### WHAT YOU HAVE TO DO:
Reproduce the SOLR-1725 comment word for word, from "Uri Boness commented" to "and reuse them.".

### DOCUMENT PASSAGE:
----

2010-01-27 Thread Uri Boness (JIRA)

[ 
https://issues.apache.org/jira/browse/SOLR-1725?page=com.atlassian.jira.plugin.system.issuetabpanels:comment-tabpanelfocusedCommentId=12805612#action_12805612
 ] 

Uri Boness commented on SOLR-1725:
--

{quote}
Performance:

It looks like scripts are read from the resource loader and parsed again (eval) 
for every update request. This can be pretty expensive, esp for those scripting 
languages that generate java class files instead of using an interpreter. One 
way to combat this would be to cache and reuse them.

----

### PROVIDED INFORMATION:
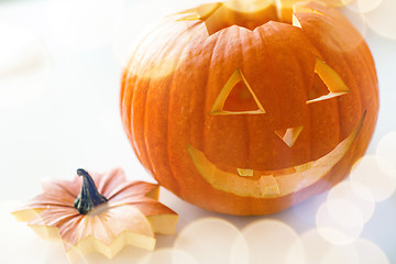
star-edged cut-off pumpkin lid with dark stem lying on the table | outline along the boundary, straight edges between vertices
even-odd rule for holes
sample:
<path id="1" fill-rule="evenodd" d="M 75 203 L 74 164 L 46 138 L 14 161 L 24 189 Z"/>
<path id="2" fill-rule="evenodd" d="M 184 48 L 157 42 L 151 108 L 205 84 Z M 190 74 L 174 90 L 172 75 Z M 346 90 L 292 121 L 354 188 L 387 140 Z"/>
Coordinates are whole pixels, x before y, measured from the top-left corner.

----

### OUTPUT OF THE TASK:
Uri Boness commented on SOLR-1725:
--

{quote}
Performance:

It looks like scripts are read from the resource loader and parsed again (eval) 
for every update request. This can be pretty expensive, esp for those scripting 
languages that generate java class files instead of using an interpreter. One 
way to combat this would be to cache and reuse them.